**Material to process**
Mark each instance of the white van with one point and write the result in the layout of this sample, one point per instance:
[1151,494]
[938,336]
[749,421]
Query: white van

==

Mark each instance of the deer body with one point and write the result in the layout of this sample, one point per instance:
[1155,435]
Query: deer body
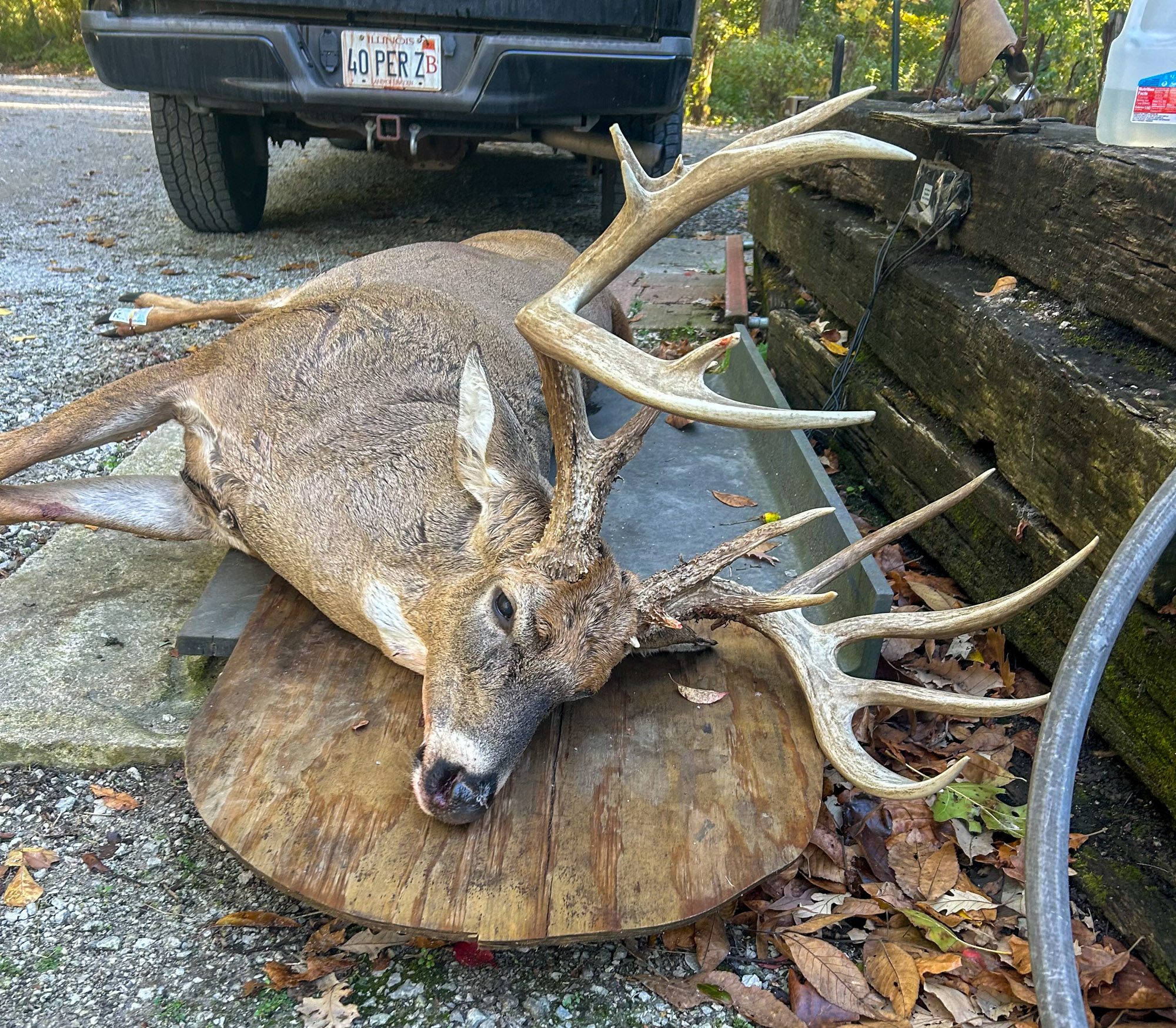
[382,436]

**Work to do**
Rewrite the part of the material that opens with the line containing "Mark each instance of the white" and closes with the line containing "Query: white van" as a numbered list, with both of those lines included and any blank lines left out.

**Task solution**
1. Mark each instance of the white van with one point and write the result in the layout of this sample, one point per instance:
2. [1151,494]
3. [938,336]
4. [749,421]
5. Query: white van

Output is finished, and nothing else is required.